• [THE EXERCISE]: Output, with no changes, the span of lines that opens with the line containing "Spot white column." and closes with the last line.
** start of EXERCISE INPUT **
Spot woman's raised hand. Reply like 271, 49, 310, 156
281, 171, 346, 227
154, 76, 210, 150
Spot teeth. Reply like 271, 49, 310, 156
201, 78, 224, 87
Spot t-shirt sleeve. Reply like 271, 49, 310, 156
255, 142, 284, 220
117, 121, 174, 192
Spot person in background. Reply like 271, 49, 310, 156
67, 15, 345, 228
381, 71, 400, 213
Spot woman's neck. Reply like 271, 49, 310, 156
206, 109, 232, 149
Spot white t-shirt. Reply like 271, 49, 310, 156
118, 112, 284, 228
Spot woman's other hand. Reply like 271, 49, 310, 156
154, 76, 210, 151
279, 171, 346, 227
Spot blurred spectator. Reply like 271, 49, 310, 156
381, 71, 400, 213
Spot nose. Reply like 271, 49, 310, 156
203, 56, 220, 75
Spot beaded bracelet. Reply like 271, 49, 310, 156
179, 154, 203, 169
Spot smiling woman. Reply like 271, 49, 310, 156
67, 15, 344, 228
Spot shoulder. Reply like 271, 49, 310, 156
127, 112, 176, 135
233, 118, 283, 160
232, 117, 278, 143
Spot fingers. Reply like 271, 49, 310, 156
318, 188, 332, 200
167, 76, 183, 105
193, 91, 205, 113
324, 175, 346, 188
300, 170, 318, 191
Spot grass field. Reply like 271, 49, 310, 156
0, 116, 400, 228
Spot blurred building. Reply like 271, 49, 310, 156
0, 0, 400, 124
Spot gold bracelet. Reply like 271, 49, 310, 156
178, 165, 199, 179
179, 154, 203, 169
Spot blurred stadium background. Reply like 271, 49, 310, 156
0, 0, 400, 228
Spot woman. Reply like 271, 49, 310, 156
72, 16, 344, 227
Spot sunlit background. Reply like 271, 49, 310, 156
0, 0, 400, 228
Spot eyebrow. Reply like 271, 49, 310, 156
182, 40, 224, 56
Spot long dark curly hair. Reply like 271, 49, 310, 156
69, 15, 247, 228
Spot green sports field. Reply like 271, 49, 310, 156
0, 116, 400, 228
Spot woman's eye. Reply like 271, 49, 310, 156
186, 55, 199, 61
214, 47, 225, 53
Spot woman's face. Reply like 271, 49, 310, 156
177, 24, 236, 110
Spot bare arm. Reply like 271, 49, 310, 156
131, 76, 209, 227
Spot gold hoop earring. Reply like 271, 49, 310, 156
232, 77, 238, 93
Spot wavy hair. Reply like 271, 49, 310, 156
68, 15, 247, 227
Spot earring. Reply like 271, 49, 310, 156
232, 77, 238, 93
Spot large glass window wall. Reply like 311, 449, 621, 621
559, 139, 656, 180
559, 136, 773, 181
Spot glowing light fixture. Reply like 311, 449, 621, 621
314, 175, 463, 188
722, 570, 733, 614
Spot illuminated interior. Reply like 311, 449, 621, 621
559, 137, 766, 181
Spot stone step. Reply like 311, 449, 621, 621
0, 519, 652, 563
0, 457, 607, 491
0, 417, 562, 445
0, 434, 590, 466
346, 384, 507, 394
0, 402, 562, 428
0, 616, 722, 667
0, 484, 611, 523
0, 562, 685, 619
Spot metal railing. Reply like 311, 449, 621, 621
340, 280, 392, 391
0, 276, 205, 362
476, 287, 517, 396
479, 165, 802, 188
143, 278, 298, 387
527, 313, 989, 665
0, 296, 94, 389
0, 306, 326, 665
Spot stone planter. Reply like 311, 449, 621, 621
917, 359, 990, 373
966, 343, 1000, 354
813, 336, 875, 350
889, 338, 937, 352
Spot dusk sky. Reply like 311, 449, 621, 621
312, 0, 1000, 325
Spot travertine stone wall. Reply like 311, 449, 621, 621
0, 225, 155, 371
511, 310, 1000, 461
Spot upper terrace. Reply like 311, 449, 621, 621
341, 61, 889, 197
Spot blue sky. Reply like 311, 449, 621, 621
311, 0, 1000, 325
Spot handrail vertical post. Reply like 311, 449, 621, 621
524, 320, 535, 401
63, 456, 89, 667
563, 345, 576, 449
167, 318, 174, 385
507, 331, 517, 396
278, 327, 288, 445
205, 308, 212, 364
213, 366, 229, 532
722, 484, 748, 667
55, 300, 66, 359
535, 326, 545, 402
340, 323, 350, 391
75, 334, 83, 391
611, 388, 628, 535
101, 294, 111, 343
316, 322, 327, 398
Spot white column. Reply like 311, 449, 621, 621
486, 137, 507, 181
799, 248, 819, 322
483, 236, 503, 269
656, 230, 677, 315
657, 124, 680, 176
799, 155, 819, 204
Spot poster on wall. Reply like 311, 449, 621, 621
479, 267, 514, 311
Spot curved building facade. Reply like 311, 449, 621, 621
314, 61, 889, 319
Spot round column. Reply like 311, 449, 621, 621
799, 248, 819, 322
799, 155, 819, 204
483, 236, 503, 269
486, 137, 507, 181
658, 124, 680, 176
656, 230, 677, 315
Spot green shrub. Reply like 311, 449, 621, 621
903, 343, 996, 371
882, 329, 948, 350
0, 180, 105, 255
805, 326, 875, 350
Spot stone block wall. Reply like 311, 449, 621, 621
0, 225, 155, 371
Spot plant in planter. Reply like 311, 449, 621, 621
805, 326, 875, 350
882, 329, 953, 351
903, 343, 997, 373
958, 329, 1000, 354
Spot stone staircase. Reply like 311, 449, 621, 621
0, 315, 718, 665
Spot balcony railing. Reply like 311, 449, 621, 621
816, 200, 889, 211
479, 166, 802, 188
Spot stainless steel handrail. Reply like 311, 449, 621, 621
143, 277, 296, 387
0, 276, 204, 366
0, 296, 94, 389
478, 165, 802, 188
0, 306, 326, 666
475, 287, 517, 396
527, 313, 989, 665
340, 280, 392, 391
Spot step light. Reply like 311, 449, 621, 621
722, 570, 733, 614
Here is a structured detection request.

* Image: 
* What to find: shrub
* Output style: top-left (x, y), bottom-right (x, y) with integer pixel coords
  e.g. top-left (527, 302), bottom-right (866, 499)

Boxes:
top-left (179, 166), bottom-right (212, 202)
** end of EXERCISE INPUT **
• [RESULT]:
Spot white column. Reply like 311, 449, 621, 621
486, 137, 507, 181
799, 248, 819, 322
483, 236, 503, 269
656, 230, 677, 315
657, 124, 680, 176
799, 155, 819, 204
Spot poster on wall. Reply like 311, 449, 621, 621
479, 267, 514, 311
Spot curved building facade. Reply like 311, 449, 621, 621
314, 61, 889, 319
Spot round column. Reply like 311, 449, 621, 621
799, 248, 819, 322
799, 155, 819, 204
483, 236, 503, 269
486, 137, 507, 181
658, 124, 680, 176
656, 230, 677, 315
Spot green shrub. Reply like 311, 449, 621, 621
903, 343, 996, 371
882, 329, 948, 350
0, 180, 105, 255
805, 326, 875, 350
Spot stone block wall. Reply like 311, 449, 621, 621
0, 225, 155, 371
Spot plant in planter. Reply like 311, 449, 621, 621
805, 326, 875, 350
882, 329, 953, 351
903, 343, 997, 373
958, 329, 1000, 354
Spot stone staircase. Reply like 311, 449, 621, 621
0, 315, 718, 665
Spot balcony railing. Reply like 311, 449, 621, 621
816, 200, 889, 211
479, 166, 802, 188
Spot stainless steel handrail. Reply like 311, 449, 621, 621
143, 277, 296, 387
0, 276, 204, 366
0, 296, 94, 389
478, 165, 802, 188
0, 306, 326, 666
475, 287, 517, 396
527, 313, 989, 665
340, 280, 392, 391
Spot step light. Reply like 311, 449, 621, 621
722, 570, 733, 614
Here is a structured detection request.

* Image: 
* What to find: shrub
* Output style: top-left (x, y), bottom-right (x, y) with integer pixel coords
  e.g. top-left (527, 302), bottom-right (866, 499)

Boxes:
top-left (179, 166), bottom-right (212, 202)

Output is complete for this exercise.